If you buy that the GOP is a natural minority party that only occasionally will muster majorities, there is a reasonable case to be made that the GOP made no strategic errors in this election or in the process of building its slim majority. However, if the GOP does have the potential to be a majority party in the electorate over the long haul, its failure to use the redistricting process to create enough safe GOP seats is a strategic blunder.

Maybe when I’m more coherent tomorrow I’ll have some thoughts on a remedy for the GOP that would revive the “strange bedfellows” alliance that got them the House in 1994: an alliance with minority interest groups to gerrymander House seats for both at the expense of white Democrats, only this time looking to another mutually-beneficial solution than gerrymandering.

Tuesday, 7 November 2006

A nation weeps

Britney and Kevin are no more. The line forms at the Dairy Queen on Airline Highway in Baton Rouge.

I am a soft touch

My review copy of Stewart’s Analyzing Congress showed up today in the mail (I actually had it suggested to me by a professor at Lawrence during my interview there last year), and I liked it so much it went in my book order and on my Congress syllabus. Maybe I’m just overcompensating for having virtually no formal theory training in grad school.

Voted

I voted about an hour ago at the oddly-named Ethical Society building on Clayton Road in Ladue; I was in and out the door in about fifteen minutes. On the way in, someone gave me some literature for two candidates: one of them wasn’t on my ballot, but I voted against the other one, who had already mailbombed me with two flyers in the past week.

* * *

_What is asked_.
1. According to the 2006 election passage, where did the writer vote?
2. Carry the 2006 election passage forward from its final sentence.

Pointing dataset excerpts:
* * *

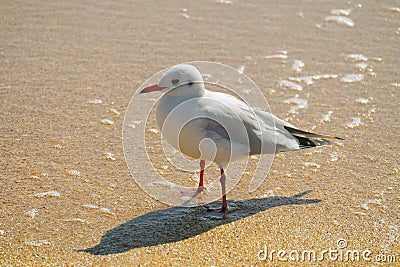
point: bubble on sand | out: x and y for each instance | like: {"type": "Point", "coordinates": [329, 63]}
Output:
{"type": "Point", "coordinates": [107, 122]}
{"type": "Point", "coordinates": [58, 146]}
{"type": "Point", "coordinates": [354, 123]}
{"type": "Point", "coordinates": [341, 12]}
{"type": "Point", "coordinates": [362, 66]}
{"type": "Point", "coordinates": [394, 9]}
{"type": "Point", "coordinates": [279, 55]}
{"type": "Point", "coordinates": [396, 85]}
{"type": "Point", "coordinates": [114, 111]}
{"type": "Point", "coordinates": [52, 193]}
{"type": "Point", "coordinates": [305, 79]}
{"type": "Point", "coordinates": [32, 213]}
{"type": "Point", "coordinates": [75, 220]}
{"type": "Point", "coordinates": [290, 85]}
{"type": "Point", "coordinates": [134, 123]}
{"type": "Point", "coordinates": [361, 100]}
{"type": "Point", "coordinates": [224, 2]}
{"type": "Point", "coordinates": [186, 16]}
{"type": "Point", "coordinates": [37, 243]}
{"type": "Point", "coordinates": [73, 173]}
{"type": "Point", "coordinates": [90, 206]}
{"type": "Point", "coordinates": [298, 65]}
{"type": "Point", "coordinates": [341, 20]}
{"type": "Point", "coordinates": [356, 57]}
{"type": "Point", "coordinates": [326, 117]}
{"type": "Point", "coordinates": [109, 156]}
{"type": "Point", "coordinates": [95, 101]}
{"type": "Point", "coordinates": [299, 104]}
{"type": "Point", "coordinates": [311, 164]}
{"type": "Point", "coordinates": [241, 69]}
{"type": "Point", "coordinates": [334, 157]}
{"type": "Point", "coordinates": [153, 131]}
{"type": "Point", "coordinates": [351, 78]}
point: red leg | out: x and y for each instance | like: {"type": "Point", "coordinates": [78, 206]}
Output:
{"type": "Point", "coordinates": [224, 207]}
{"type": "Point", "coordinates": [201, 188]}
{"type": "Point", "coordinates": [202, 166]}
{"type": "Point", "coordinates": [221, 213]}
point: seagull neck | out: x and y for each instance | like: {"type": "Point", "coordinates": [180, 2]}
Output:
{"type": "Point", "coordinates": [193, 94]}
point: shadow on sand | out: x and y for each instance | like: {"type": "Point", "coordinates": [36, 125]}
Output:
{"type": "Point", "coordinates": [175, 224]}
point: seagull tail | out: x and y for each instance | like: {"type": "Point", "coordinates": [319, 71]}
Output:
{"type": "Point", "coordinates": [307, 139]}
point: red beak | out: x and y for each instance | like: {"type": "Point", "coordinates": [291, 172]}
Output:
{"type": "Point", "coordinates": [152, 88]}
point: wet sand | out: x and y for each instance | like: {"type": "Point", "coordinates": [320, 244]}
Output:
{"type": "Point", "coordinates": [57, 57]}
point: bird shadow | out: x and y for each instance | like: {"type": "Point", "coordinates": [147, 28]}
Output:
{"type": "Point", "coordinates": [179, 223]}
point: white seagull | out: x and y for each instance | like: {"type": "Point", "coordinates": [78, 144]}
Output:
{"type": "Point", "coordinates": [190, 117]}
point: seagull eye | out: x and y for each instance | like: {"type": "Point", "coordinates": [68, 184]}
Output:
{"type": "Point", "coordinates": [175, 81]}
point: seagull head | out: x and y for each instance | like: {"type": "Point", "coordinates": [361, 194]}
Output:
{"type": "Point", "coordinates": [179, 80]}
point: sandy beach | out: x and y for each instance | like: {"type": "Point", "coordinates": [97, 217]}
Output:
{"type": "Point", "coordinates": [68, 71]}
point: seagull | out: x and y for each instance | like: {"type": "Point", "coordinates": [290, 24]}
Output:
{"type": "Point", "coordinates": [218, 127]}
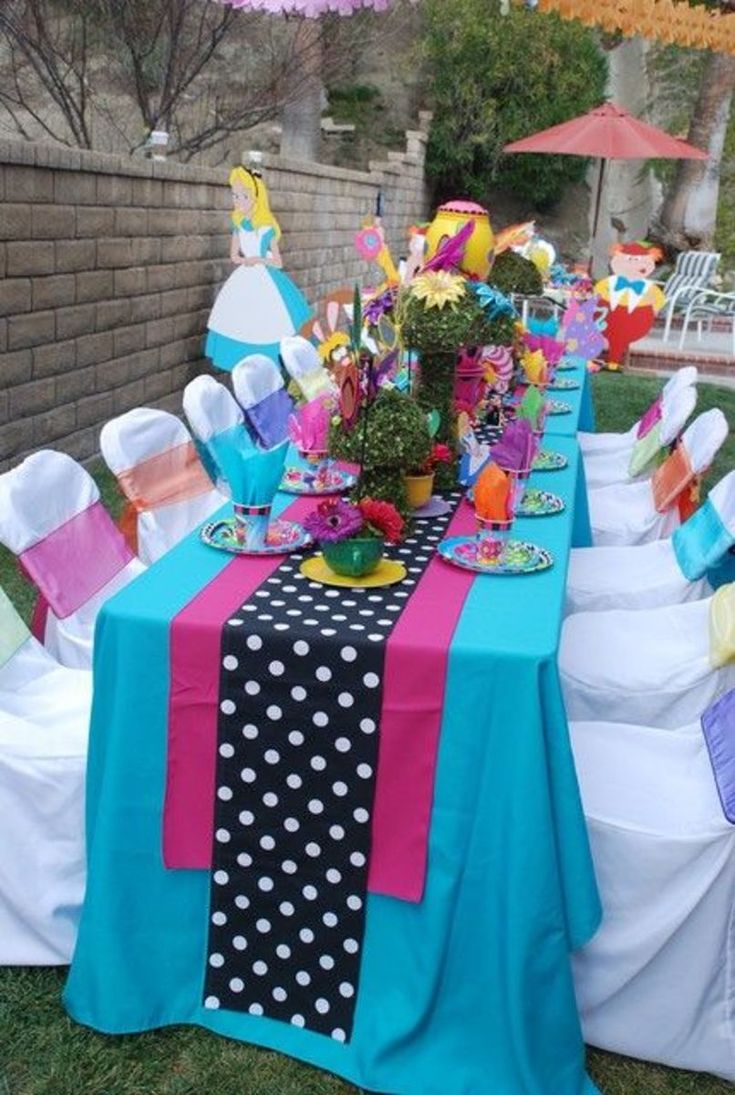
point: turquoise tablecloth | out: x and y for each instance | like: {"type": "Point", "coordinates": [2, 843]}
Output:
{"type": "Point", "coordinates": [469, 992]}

* * *

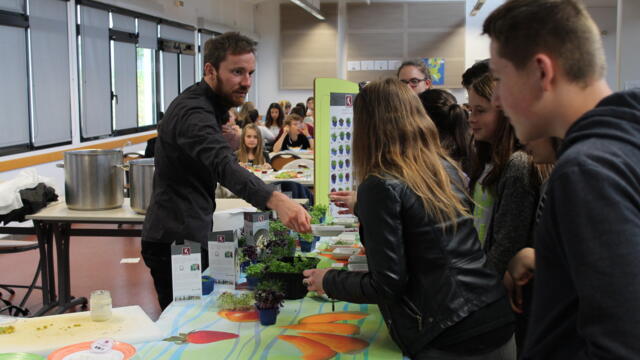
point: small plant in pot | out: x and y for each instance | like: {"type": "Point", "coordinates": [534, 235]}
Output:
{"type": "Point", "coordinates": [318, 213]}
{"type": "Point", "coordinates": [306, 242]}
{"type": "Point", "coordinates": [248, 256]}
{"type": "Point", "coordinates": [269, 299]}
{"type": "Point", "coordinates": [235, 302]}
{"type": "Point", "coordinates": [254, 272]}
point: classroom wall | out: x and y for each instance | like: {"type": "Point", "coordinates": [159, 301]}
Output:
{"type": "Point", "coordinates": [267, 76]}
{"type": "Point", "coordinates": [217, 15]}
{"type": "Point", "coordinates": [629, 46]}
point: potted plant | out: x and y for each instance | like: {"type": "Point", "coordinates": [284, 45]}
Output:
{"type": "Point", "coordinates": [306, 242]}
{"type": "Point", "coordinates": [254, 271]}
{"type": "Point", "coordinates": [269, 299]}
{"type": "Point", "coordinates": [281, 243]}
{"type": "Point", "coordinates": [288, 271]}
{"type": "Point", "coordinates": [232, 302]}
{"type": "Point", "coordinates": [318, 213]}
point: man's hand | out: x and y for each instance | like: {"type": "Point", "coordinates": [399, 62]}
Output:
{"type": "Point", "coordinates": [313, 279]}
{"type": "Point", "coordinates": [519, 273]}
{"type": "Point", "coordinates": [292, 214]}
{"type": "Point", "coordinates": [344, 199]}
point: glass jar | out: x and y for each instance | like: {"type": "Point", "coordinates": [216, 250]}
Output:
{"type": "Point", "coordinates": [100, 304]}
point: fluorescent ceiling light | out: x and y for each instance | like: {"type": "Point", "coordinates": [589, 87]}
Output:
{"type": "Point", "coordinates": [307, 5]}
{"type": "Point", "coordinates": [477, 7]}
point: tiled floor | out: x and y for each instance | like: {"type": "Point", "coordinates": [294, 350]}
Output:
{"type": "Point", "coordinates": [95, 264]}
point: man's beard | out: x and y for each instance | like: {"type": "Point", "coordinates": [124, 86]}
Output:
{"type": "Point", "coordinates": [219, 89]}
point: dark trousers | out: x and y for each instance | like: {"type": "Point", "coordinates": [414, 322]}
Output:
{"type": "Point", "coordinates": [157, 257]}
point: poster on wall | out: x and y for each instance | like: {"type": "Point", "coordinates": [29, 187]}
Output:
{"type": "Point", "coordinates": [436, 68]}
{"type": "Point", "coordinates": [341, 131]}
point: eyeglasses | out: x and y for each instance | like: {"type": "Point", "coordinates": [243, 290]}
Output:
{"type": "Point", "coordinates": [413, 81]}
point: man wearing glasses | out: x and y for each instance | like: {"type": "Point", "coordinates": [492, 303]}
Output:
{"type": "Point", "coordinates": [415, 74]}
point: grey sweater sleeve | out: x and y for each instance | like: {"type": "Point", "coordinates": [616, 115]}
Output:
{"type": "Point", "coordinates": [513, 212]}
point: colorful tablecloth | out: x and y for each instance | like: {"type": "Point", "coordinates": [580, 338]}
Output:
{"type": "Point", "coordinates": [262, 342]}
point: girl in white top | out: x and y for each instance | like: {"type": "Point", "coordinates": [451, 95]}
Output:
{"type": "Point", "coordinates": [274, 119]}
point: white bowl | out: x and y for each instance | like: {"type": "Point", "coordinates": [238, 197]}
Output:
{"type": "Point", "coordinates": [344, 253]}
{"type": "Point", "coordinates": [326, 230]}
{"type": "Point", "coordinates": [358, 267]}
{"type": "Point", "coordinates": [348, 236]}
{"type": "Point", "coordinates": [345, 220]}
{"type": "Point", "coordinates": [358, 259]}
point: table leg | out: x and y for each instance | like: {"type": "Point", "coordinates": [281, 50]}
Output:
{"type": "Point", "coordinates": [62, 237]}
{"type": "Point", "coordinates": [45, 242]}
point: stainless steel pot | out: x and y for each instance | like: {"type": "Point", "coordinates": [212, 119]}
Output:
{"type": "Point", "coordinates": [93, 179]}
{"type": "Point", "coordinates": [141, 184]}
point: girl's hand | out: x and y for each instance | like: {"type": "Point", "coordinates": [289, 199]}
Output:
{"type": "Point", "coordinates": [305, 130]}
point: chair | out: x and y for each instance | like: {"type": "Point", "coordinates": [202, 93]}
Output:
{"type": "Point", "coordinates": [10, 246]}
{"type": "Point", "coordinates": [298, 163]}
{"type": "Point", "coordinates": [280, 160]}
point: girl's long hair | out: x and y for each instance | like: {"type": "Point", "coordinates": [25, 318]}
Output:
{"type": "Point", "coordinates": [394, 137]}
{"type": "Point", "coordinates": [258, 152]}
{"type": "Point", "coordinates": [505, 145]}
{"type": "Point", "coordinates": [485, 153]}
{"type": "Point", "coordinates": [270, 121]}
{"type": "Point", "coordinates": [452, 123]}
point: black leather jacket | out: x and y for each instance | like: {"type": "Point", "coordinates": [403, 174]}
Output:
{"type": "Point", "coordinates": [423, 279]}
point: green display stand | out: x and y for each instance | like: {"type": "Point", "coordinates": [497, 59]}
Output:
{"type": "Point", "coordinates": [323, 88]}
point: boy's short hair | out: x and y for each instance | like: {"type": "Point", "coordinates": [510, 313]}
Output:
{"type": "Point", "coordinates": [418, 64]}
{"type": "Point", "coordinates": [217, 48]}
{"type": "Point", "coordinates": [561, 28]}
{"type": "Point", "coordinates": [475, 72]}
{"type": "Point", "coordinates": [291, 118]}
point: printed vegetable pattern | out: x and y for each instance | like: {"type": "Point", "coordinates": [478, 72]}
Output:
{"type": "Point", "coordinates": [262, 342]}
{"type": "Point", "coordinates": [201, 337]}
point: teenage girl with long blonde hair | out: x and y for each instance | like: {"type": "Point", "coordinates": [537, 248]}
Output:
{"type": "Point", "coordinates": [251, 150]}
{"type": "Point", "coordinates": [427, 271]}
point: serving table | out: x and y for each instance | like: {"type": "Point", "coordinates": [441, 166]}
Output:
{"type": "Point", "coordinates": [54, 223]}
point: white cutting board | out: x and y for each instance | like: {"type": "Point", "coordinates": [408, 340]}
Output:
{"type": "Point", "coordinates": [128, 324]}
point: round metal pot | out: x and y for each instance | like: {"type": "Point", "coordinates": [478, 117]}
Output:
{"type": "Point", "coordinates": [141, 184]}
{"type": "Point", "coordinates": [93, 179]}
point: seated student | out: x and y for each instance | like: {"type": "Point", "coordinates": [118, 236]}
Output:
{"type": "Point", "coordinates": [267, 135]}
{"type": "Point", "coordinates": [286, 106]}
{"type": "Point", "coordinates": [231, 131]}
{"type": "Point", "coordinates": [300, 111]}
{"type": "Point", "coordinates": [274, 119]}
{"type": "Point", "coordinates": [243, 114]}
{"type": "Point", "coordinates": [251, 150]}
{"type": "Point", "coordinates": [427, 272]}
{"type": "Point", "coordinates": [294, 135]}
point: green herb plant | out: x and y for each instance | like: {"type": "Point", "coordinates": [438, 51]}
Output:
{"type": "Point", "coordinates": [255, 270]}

* * *

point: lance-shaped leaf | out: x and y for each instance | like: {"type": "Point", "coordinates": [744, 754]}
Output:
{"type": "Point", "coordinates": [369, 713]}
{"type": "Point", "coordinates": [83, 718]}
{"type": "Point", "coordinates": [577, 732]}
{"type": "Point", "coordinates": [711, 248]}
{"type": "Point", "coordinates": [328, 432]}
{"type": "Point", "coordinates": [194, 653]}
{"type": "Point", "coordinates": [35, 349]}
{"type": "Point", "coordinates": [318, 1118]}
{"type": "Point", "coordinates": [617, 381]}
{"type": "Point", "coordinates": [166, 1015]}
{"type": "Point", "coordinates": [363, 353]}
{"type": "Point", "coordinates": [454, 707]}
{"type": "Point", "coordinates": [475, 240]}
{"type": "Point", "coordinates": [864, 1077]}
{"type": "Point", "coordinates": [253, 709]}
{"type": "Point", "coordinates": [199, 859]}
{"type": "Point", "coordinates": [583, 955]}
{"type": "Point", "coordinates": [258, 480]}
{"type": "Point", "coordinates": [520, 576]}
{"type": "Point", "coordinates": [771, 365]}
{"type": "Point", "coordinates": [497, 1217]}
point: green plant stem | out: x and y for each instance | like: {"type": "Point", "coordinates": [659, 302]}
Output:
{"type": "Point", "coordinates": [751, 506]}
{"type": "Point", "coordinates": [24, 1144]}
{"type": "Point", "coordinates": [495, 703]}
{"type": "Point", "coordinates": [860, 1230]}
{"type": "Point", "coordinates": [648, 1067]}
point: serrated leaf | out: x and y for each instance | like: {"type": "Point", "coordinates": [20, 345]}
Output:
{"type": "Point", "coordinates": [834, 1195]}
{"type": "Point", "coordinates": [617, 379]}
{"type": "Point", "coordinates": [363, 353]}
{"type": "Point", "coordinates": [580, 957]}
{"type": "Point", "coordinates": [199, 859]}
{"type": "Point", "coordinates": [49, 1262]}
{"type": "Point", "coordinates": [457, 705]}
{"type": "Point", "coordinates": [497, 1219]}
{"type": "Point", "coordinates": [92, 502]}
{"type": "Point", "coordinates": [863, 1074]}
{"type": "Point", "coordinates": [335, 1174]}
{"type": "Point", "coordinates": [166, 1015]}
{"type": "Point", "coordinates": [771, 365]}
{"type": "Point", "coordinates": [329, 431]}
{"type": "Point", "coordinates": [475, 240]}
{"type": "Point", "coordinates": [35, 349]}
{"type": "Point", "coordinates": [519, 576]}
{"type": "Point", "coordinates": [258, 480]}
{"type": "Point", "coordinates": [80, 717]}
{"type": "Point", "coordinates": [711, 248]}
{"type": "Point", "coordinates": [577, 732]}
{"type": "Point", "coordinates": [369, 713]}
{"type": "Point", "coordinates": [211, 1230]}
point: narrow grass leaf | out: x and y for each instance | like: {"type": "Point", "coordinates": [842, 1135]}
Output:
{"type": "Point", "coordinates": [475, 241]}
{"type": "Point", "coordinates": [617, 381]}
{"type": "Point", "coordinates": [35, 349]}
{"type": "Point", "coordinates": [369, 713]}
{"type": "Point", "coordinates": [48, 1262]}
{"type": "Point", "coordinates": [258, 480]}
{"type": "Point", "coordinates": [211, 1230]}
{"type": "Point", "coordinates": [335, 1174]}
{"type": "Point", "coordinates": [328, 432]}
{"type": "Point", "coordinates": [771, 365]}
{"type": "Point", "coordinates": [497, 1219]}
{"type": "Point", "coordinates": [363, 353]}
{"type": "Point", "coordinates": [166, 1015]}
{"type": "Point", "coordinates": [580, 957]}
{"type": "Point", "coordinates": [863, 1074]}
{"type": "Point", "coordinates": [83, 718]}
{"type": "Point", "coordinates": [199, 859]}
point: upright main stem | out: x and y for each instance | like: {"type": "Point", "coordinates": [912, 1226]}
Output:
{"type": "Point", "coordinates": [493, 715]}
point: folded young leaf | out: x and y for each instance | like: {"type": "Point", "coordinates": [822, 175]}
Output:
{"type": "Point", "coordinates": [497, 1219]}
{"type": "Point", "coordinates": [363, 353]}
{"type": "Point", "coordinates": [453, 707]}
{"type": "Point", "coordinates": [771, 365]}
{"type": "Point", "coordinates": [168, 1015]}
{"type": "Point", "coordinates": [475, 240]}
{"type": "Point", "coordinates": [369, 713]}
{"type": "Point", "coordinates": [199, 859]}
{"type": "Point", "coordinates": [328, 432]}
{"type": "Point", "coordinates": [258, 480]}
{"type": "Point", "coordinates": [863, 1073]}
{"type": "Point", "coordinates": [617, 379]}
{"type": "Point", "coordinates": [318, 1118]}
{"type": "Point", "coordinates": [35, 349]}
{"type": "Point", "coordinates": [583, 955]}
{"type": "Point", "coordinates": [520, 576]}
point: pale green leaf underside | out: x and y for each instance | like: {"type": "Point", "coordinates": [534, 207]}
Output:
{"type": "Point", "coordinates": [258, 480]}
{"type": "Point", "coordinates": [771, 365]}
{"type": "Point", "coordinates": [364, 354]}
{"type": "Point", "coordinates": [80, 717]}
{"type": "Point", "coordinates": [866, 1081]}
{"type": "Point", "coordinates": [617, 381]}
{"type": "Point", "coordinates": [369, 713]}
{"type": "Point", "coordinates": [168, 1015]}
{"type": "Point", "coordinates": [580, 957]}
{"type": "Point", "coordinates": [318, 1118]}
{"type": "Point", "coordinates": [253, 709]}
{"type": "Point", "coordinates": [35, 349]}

* * *

_Task-by-task results_.
1. At the Ethical Society building on Clayton Road in Ladue.

2.
Voters were offered a choice between touchscreen (with paper trail) and paper ballots; I went touchscreen. There were eight pages of questions, and I got to vote for a bunch of people I’d never heard of, in addition to the all-important ballot initiatives.

Incidentally, nobody told me I was going to get to vote against retaining about two dozen judges, so that was a nice bonus bit of schadenfreude.

Monday, 6 November 2006

Weird borrowings

Anyone who’s been to SLU knows that our illustrious president is obsessed with gateways and archways (along with statues)... our campus is littered with metal arches spanning pedestrian walkways, even whole streets (I think we have four spanning Grand Boulevard alone).

So it was pretty jarring to see a photo of two of our arches—the pair on either side of Grand at the crosswalk where Pine Blvd used to run back in the olden days, lightly Photoshopped to read “State University”—in the corner of last week’s episode (the one with Hugh Laurie and Borat) of Saturday Night Live during Weekend Update. Should’ve gotten a photo of it, alas.

Sunday, 5 November 2006

One down, five to go

I accomplished item #1 on the list today. Here’s the result. Item #2 should be feasible tomorrow, since my Monday schedule is currently clear, particularly if I get my intro exam written tonight.

Unfortunately, I think someone set the building alarm on Fitzgerald Hall about 30 minutes ago with me still inside, so getting home tonight may be interesting.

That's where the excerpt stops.